== 列出的行

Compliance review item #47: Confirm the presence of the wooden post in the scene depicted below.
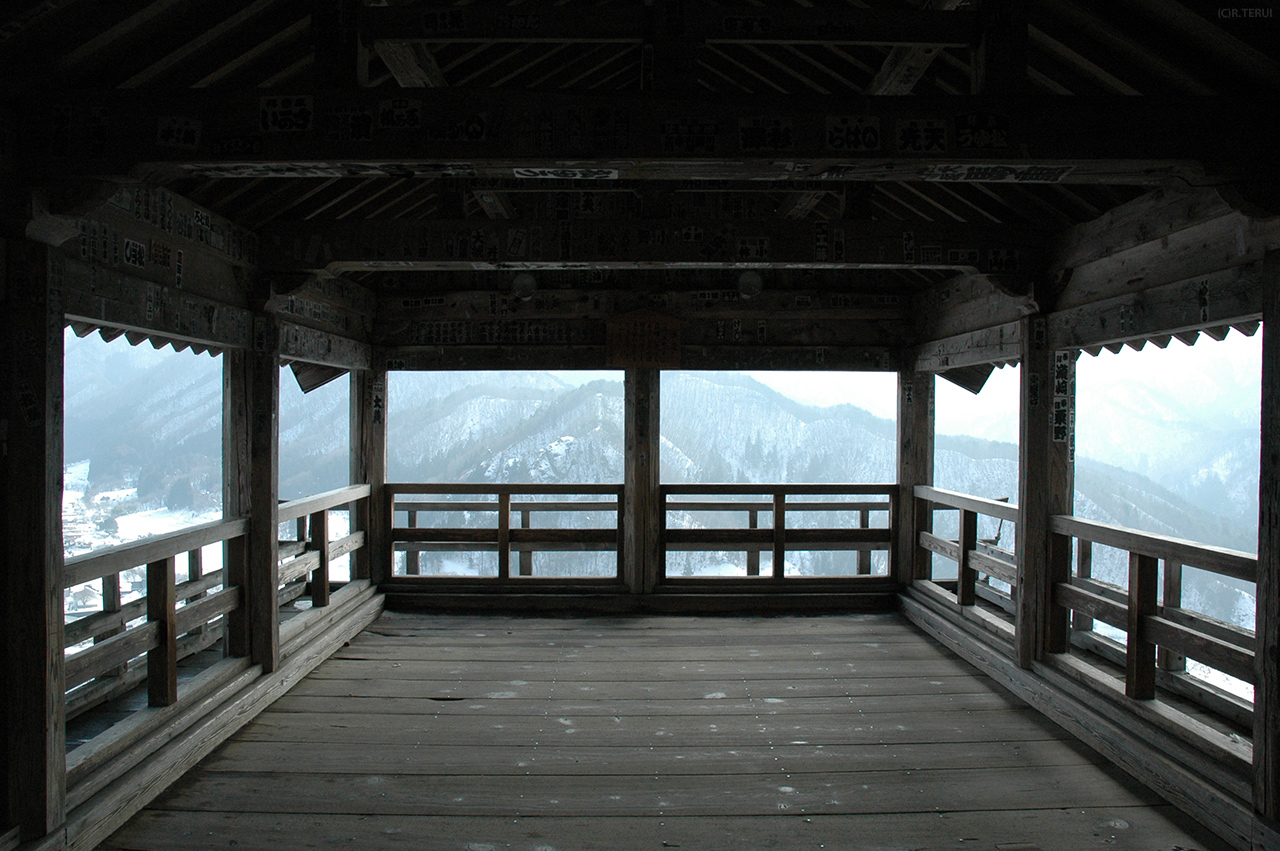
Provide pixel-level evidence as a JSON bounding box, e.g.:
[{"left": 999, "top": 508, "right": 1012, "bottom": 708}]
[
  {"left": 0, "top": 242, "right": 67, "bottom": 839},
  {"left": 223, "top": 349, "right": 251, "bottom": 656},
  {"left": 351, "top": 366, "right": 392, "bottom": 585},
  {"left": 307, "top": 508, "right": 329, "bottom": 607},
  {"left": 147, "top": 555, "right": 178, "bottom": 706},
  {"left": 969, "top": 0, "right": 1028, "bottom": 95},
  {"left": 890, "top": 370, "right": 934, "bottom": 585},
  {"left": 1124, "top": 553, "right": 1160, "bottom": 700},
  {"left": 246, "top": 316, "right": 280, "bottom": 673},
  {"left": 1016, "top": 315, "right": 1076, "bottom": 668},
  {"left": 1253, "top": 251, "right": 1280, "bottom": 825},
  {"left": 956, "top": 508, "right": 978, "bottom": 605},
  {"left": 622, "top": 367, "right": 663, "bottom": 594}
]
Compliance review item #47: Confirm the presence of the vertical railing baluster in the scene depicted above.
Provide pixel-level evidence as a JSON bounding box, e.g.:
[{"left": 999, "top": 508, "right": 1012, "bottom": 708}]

====

**练习目标:**
更新上面所有的行，把其中的“pixel-level”一律换成“pixel-accurate”，其余内容保持不变，答案中不要包含图片。

**本题解答:**
Compliance review item #47: Confirm the presence of the wooden post in the scene depicted below.
Provide pixel-accurate evidence as a JSON bounding box, e.g.:
[{"left": 999, "top": 508, "right": 1012, "bottom": 708}]
[
  {"left": 0, "top": 242, "right": 67, "bottom": 839},
  {"left": 223, "top": 349, "right": 251, "bottom": 656},
  {"left": 351, "top": 366, "right": 392, "bottom": 585},
  {"left": 307, "top": 508, "right": 329, "bottom": 607},
  {"left": 147, "top": 555, "right": 178, "bottom": 706},
  {"left": 969, "top": 0, "right": 1028, "bottom": 95},
  {"left": 890, "top": 370, "right": 934, "bottom": 585},
  {"left": 1124, "top": 553, "right": 1160, "bottom": 700},
  {"left": 246, "top": 316, "right": 280, "bottom": 673},
  {"left": 1016, "top": 315, "right": 1076, "bottom": 668},
  {"left": 1253, "top": 251, "right": 1280, "bottom": 825},
  {"left": 956, "top": 508, "right": 978, "bottom": 605},
  {"left": 622, "top": 367, "right": 663, "bottom": 594}
]
Compliance review item #47: Confirm the presence of the vertical railing baluster in the scene depicted above.
Provide pixel-accurate evidence as a JSON bounding box, e.g.:
[{"left": 999, "top": 508, "right": 1012, "bottom": 708}]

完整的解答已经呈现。